▸ DATA SUPPLIED:
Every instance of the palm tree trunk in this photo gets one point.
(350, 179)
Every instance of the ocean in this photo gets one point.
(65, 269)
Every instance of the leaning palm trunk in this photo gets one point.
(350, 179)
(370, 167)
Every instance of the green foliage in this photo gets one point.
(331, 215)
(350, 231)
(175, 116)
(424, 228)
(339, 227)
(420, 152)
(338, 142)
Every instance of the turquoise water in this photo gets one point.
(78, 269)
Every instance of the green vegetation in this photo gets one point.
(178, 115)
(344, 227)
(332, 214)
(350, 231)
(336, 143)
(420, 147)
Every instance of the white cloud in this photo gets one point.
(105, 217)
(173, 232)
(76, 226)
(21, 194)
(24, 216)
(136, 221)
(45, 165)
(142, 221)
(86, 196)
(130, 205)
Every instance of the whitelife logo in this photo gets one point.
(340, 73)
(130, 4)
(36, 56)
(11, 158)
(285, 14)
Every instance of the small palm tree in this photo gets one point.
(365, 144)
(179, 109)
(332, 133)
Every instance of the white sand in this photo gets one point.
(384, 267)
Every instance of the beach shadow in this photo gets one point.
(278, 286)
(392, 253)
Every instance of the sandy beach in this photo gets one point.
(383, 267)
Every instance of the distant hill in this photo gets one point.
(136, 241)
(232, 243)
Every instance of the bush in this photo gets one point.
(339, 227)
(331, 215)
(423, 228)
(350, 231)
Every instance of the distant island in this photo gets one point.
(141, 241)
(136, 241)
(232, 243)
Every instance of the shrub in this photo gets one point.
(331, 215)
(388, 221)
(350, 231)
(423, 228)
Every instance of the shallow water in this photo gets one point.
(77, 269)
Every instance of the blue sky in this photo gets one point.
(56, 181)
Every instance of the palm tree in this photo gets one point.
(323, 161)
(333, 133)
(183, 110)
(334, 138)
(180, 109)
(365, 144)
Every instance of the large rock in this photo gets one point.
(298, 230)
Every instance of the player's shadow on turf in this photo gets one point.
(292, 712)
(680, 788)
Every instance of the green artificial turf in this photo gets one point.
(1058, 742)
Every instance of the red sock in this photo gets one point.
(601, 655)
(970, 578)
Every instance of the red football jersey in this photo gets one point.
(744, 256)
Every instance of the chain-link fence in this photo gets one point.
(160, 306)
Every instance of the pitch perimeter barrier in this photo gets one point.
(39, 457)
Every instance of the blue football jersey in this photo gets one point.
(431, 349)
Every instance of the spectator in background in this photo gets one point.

▸ WHAT TO PRODUCE:
Copy all of the entries above exactly as shown.

▸ OUTPUT:
Every instance of the palm tree trunk in this photo gets one point.
(350, 179)
Every instance of the ocean in this photo gets one point.
(65, 269)
Every instance of the leaning palm trunk in this photo gets one point.
(350, 179)
(370, 167)
Every instance of the green foliage in this photo gets one point.
(331, 215)
(350, 231)
(175, 116)
(424, 228)
(339, 227)
(420, 152)
(338, 142)
Every instance of the turquoise water in this photo gets one point.
(78, 269)
Every instance of the green vegetation in this photo gets one point.
(178, 115)
(344, 227)
(332, 214)
(350, 231)
(336, 143)
(420, 147)
Every instance of the white cloud in this photo gets one point.
(105, 217)
(173, 232)
(76, 226)
(21, 194)
(24, 216)
(136, 221)
(45, 165)
(142, 221)
(86, 196)
(130, 205)
Every instance of the whitelife logo in this photo gets one point.
(340, 73)
(130, 4)
(36, 56)
(11, 158)
(285, 14)
Every instance of the small palm tree in this photo gets one point.
(365, 144)
(179, 109)
(332, 133)
Every instance of the white sand in this photo gets one point.
(384, 267)
Every instance of the beach shadow in this photo gets one point.
(278, 286)
(392, 253)
Every instance of the sandy beach in this photo gets one point.
(383, 267)
Every instance of the distant hill in this photo gets one point.
(136, 241)
(232, 243)
Every instance of the bush in this photo gets one point.
(339, 227)
(331, 215)
(423, 228)
(350, 231)
Every instance of the distant island in this photo gets one point.
(141, 241)
(136, 241)
(232, 243)
Every instance of the shrub in this photo gets one point.
(331, 215)
(388, 221)
(350, 231)
(423, 228)
Every instance of the shallow water in this photo gets one point.
(77, 269)
Every instance of the blue sky in this photo gets one point.
(56, 181)
Every instance of the palm tree in this photo gets one point.
(323, 161)
(333, 133)
(183, 110)
(334, 138)
(180, 109)
(365, 144)
Every instance of the large rock in this photo gets one point.
(298, 230)
Every instance of the player's shadow on turf in this photo gets one point.
(292, 712)
(680, 788)
Every instance of the green artificial turf in this photo gets one point.
(1058, 742)
Every instance of the red sock in this photo gets one point.
(601, 655)
(970, 578)
Every instance of the red football jersey in this photo gets one point.
(744, 256)
Every instance of the chain-link fence in this photo gets one point.
(160, 306)
Every instance of the pitch perimeter barrier in this photo gets one point.
(39, 457)
Every instance of the blue football jersey in this photo gets one point.
(431, 349)
Every instance of the spectator in background in this photo gets one point.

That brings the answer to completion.